> [Tasks to carry out]
**a.** Reproduce the court decision excerpt word for word, from "Canada (Attorney General) v. Limosi, [2003]" to "him. Application allowed.".
**b.** Edit the entries from the first line to the line with "[[362, 677, 387, 698], [362, 368, 387, 385]]", replacing "dragon" with "serpent", and return only those lines with nothing else changed.

> [Selected passage]
Canada (Attorney General) v. Limosi, [2003] 4 F.C. 481; [2003] CLLC 240‑010; 2003 FCA 215; Canada (Attorney General) v. Szczech (2004), 328 N.R. 92; 2004 FCA 366; Miller v. Canada (Attorney General) (2002), 220 D.L.R. (4th) 149; 293 N.R. 391; 2002 FCA 370.

considered:

Canada (Attorney General) v. Geoffroy (2001), 273 N.R. 372; 2001 FCA 105; Canada (Attorney General) v. Piovesan (2006), 353 N.R. 83; 2006 FCA 245.

authors cited

Digest of Benefit Entitlement Principles, Chapter 18 “False or Misleading Statements”. Ottawa: Human Resources and Social Development Canada, online <http://www.hrsdc.gc.ca/en/ei/digest/chp18.shtml>.

APPLICATION for judicial review of an Umpire’s decision upholding a Board of Referee’s decision allowing the respondent’s appeal from a decision of the Canada Employment Insurance Commission refusing to establish a benefit period for him. Application allowed.

appearances:

Carole Bureau for applicant.

Jean‑Pierre Marcotte for respondent.

solicitors of record:

Deputy Attorney General of Canada for applicant.

Chabot, Marcotte & Paquin, Amos, Quebec, for respondent.

(Entries from a dataset)
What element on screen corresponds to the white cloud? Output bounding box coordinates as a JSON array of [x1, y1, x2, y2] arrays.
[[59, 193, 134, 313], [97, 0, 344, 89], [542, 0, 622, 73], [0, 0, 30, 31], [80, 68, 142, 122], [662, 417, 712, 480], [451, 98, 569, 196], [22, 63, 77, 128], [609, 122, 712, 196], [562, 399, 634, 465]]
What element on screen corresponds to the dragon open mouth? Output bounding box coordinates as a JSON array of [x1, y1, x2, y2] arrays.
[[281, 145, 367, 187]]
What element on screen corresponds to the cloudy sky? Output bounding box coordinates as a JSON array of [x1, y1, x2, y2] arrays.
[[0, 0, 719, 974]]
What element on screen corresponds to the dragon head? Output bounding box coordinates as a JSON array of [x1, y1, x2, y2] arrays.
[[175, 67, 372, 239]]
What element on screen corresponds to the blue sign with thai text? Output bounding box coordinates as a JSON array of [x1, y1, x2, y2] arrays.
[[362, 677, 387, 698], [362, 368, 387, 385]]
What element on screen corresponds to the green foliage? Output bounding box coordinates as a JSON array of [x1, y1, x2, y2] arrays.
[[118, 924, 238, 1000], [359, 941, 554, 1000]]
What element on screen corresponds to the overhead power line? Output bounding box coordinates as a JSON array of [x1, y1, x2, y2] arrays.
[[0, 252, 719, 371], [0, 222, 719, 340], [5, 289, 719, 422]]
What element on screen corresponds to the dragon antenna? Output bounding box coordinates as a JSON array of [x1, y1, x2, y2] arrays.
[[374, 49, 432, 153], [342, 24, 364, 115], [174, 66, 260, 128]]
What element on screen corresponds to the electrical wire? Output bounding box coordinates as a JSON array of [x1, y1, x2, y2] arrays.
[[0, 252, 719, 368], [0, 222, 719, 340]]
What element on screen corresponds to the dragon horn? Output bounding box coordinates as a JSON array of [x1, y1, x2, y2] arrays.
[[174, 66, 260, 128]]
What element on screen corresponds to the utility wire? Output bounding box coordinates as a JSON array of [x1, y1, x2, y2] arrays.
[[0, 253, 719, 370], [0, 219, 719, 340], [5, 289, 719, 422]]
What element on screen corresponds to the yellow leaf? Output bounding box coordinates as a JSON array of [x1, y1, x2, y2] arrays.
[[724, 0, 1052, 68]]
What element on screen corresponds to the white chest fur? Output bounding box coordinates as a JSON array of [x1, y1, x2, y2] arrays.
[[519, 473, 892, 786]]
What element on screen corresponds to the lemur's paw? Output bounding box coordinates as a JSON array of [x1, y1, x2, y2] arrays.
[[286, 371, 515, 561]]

> [Answers to the exercises]
**a.**
Canada (Attorney General) v. Limosi, [2003] 4 F.C. 481; [2003] CLLC 240‑010; 2003 FCA 215; Canada (Attorney General) v. Szczech (2004), 328 N.R. 92; 2004 FCA 366; Miller v. Canada (Attorney General) (2002), 220 D.L.R. (4th) 149; 293 N.R. 391; 2002 FCA 370.

considered:

Canada (Attorney General) v. Geoffroy (2001), 273 N.R. 372; 2001 FCA 105; Canada (Attorney General) v. Piovesan (2006), 353 N.R. 83; 2006 FCA 245.

authors cited

Digest of Benefit Entitlement Principles, Chapter 18 “False or Misleading Statements”. Ottawa: Human Resources and Social Development Canada, online <http://www.hrsdc.gc.ca/en/ei/digest/chp18.shtml>.

APPLICATION for judicial review of an Umpire’s decision upholding a Board of Referee’s decision allowing the respondent’s appeal from a decision of the Canada Employment Insurance Commission refusing to establish a benefit period for him. Application allowed.

**b.**
What element on screen corresponds to the white cloud? Output bounding box coordinates as a JSON array of [x1, y1, x2, y2] arrays.
[[59, 193, 134, 313], [97, 0, 344, 89], [542, 0, 622, 73], [0, 0, 30, 31], [80, 68, 142, 122], [662, 417, 712, 480], [451, 98, 569, 196], [22, 63, 77, 128], [609, 122, 712, 196], [562, 399, 634, 465]]
What element on screen corresponds to the serpent open mouth? Output bounding box coordinates as a JSON array of [x1, y1, x2, y2] arrays.
[[281, 145, 367, 187]]
What element on screen corresponds to the cloudy sky? Output bounding box coordinates as a JSON array of [x1, y1, x2, y2] arrays.
[[0, 0, 719, 974]]
What element on screen corresponds to the serpent head? Output bounding box coordinates as a JSON array of [x1, y1, x2, y2] arrays.
[[175, 67, 372, 239]]
What element on screen corresponds to the blue sign with thai text? Output bounding box coordinates as a JSON array of [x1, y1, x2, y2] arrays.
[[362, 677, 387, 698], [362, 368, 387, 385]]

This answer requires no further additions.